**WHAT IS BEING ASKED**. The listing is to be duplicated in full, exactly as written.

**GIVEN DATA**.
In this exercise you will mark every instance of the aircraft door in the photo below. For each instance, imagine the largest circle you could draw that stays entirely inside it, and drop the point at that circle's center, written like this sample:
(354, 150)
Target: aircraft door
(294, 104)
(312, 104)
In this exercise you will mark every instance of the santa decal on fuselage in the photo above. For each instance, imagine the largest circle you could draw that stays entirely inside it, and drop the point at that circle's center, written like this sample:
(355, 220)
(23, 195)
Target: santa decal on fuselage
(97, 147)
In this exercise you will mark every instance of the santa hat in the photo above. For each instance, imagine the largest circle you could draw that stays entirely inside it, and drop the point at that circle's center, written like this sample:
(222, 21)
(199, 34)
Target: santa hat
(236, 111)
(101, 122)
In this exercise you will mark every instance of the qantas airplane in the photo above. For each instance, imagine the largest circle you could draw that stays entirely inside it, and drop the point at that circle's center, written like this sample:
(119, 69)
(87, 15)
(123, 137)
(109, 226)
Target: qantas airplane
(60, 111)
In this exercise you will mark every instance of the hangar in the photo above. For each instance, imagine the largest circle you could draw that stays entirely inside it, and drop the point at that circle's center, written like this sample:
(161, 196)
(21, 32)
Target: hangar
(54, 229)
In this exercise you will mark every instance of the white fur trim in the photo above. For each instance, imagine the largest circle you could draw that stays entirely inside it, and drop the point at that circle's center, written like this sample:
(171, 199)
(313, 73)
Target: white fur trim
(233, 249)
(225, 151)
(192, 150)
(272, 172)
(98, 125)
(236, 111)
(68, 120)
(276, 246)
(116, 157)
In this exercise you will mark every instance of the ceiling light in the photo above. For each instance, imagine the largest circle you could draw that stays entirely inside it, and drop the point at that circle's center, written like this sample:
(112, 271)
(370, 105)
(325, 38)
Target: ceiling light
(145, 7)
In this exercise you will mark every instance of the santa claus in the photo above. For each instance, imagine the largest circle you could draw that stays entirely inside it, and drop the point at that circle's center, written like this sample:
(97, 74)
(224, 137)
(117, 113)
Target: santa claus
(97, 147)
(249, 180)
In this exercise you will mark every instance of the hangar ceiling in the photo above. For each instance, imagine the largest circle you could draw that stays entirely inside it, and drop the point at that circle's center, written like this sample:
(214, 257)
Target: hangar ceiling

**SOLUTION FOR THIS PROBLEM**.
In this exercise you will mark every instance of the aircraft door in the photo below. For each instance, imagine the largest circle you could draw that stays entirely inside it, and drop the point at that circle's center, written like this sample:
(354, 150)
Target: aircraft door
(294, 104)
(312, 104)
In this exercise you will mark every instance of the santa decal on fuselage in the photo above. For each instance, imagine the largest circle you could draw that stays entirely inside it, and drop the point at that circle's center, written like this sample:
(355, 220)
(23, 195)
Target: santa decal on fuselage
(97, 147)
In this exercise you will mark every instance of the santa hat in the photo above. For each instance, imagine the largest circle you could draw that stays entirely inside it, and drop the point at that circle's center, written like this sample:
(222, 21)
(199, 34)
Target: santa hat
(236, 111)
(101, 122)
In this exercise you will mark every instance of the qantas airplane in the photo above. For each instance, imagine the largest circle you could draw that stays entirely inside it, and drop the point at that circle's center, written like this sample:
(119, 69)
(87, 15)
(123, 137)
(109, 226)
Target: qantas airplane
(60, 111)
In this exercise you will mark every instance of the hangar in the photo above. For each instance, imagine the largest circle you could draw that stays entirely inside it, and drop the point at that circle's center, written like this sample:
(161, 196)
(21, 32)
Target: hangar
(54, 229)
In this exercise you will mark every instance of the white fur trim in the photo above. For each instance, imagine the largest circle you could draw that stays entirely inside it, and drop the point at that circle's center, written like this sample:
(171, 199)
(313, 73)
Target: white fur trim
(233, 249)
(225, 151)
(192, 150)
(272, 172)
(98, 125)
(236, 111)
(68, 120)
(276, 246)
(116, 157)
In this exercise you will mark every instance of the ceiling light in the photo above. For each instance, imagine the largest circle you could draw that stays entirely inside it, and drop the point at that circle's center, written like this sample:
(112, 271)
(370, 105)
(325, 38)
Target: ceiling light
(145, 7)
In this exercise you will mark every instance of the santa claus in the photo above. For each instance, imagine the largest circle you could draw that stays entirely inside it, and drop the point at that circle's center, written like this sample:
(97, 74)
(224, 137)
(117, 113)
Target: santa claus
(97, 147)
(249, 180)
In this exercise you will mark every instance of the hangar ceiling in the photo above. For each instance, imagine the largest circle you could draw that stays entirely inside it, and drop the point at that circle's center, written like this sample:
(214, 257)
Target: hangar ceiling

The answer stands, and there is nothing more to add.